Exercise prompt. Count the lines below that contain the word "blue". Reply with that number alone.

Records.

--- Start ---

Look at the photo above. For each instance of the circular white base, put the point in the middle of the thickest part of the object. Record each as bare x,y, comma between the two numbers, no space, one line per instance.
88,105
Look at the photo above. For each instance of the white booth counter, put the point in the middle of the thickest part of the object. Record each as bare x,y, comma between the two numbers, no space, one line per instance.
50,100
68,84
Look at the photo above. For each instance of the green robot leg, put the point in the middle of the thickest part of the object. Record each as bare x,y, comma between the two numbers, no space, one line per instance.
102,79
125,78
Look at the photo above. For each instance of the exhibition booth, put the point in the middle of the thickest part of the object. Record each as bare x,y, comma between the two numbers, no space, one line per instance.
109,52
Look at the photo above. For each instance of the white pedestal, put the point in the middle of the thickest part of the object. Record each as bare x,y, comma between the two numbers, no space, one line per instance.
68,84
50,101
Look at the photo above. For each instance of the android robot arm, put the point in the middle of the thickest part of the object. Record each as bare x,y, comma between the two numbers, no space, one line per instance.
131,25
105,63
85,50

--- End ---
--- Start ---

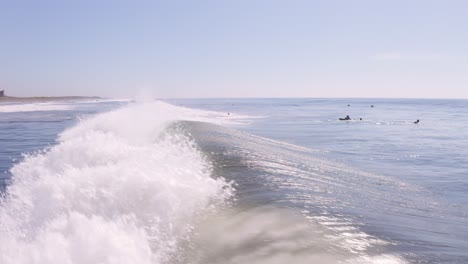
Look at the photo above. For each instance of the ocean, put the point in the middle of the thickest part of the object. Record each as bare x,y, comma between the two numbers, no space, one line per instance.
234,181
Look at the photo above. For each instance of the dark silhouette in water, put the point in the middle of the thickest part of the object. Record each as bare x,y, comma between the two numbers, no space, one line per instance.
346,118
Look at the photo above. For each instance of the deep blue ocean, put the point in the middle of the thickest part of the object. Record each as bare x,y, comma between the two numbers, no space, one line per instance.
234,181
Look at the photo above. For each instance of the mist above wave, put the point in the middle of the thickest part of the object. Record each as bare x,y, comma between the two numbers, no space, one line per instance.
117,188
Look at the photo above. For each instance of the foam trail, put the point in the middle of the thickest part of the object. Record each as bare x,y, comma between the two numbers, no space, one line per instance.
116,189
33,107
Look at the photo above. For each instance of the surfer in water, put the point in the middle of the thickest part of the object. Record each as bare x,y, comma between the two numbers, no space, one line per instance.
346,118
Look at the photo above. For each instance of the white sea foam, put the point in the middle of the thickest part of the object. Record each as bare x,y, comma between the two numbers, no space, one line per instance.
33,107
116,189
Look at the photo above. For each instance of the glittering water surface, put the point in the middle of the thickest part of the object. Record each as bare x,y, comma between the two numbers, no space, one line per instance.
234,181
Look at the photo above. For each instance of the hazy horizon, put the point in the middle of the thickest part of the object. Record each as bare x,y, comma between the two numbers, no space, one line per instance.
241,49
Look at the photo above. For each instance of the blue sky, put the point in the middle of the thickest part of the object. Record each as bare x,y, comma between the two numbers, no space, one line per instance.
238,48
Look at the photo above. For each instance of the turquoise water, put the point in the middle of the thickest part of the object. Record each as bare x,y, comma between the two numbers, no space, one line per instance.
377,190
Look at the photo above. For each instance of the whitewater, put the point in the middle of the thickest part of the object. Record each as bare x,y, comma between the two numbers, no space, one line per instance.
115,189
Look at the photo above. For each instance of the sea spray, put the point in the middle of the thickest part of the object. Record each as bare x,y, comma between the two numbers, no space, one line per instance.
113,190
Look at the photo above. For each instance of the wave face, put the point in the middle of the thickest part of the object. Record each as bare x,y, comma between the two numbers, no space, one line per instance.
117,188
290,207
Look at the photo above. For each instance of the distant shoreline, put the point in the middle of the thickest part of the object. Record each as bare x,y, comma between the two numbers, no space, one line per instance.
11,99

--- End ---
--- Start ---

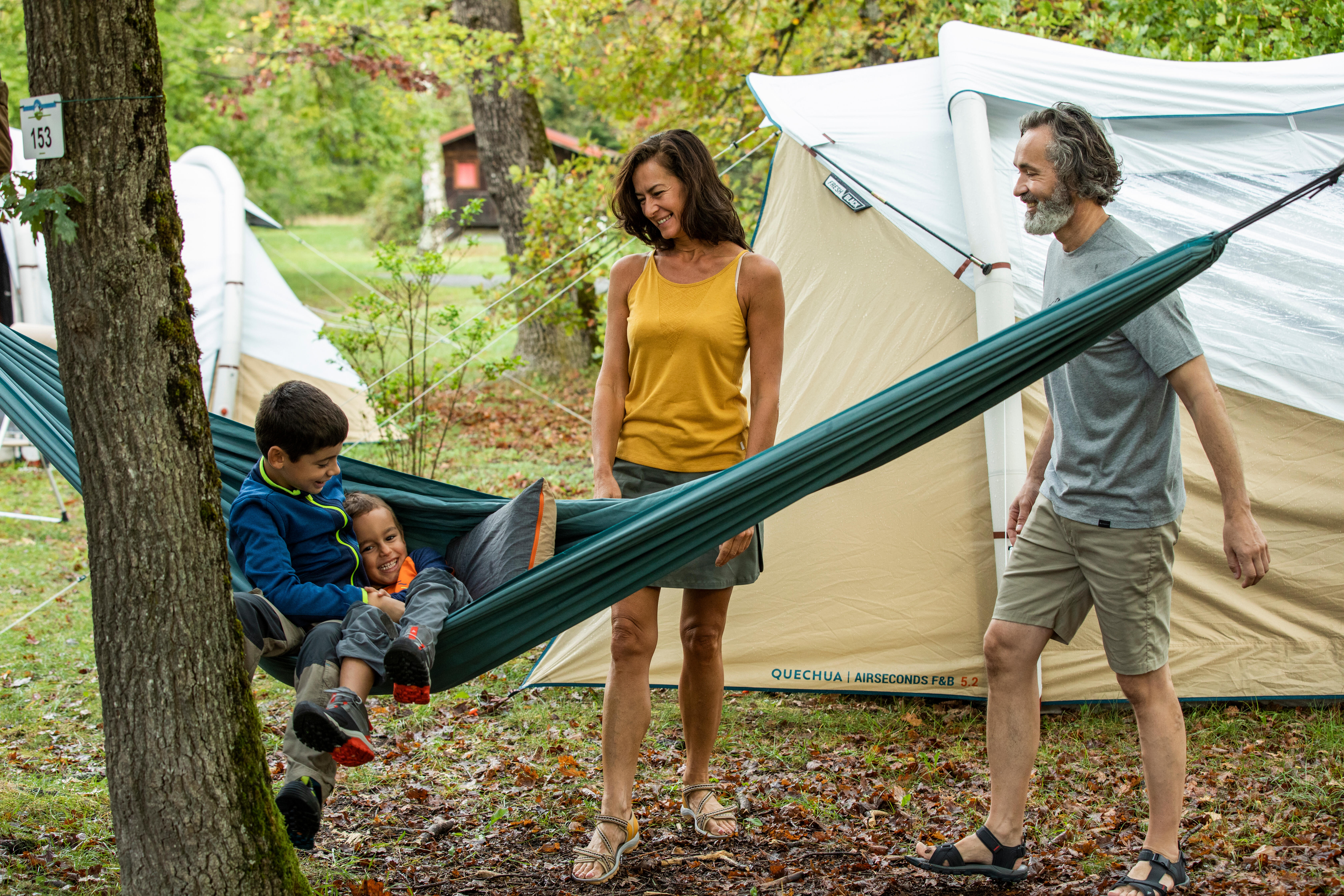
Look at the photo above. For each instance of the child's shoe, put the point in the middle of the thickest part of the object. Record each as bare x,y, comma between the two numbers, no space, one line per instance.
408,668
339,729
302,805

--- End ---

The output. 2